Emsal Mahkeme Kararı Antalya Bölge Adliye Mahkemesi 11. Hukuk Dairesi 2022/3027 E. 2023/191 K. 03.02.2023 T.

Görüntülediğiniz mahkeme kararı henüz kesinleşmemiştir. Yararlı olması amacıyla eklenmiştir.

T.C.
ANTALYA
BÖLGE ADLİYE MAHKEMESİ
11. HUKUK DAİRESİ

T Ü R K M İ L L E T İ A D I N A
B Ö L G E A D L İ Y E M A H K E M E S İ K A R A R I

İNCELENEN KARARIN
MAHKEMESİ : ANTALYA 4. ASLİYE TİCARET MAHKEMESİ
KARAR TARİHİ : 18/10/2022
DAVANIN KONUSU : Alacak (Cari Hesap Veya Ticari Kredi Sözleşmesi Kaynaklı)
GEREKÇELİ KARAR
YAZIM TARİHİ : 03/02/2023

İlk Derece Mahkemesinin kararı süresi içerisinde istinaf edilmiş olduğundan dosya içerisinde bulunan belgeler okunup incelendi.
Üye hakimin görüşü değerlendirildi.

Verilen görev
Kaynak metinde "İNCELENEN KARARIN" sözlerinin geçtiği yerden başla, "Kredi Sözleşmesi Kaynaklı)" sözlerinden sonra dur ve aradaki kısmı olduğu gibi yeniden yaz. Sonraki malzemeye ihtiyaç yok.

Veri bölümü
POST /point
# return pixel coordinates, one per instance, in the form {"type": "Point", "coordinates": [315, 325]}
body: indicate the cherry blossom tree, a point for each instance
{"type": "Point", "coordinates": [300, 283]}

Görevin cevabı
İNCELENEN KARARIN
MAHKEMESİ : ANTALYA 4. ASLİYE TİCARET MAHKEMESİ
KARAR TARİHİ : 18/10/2022
DAVANIN KONUSU : Alacak (Cari Hesap Veya Ticari Kredi Sözleşmesi Kaynaklı)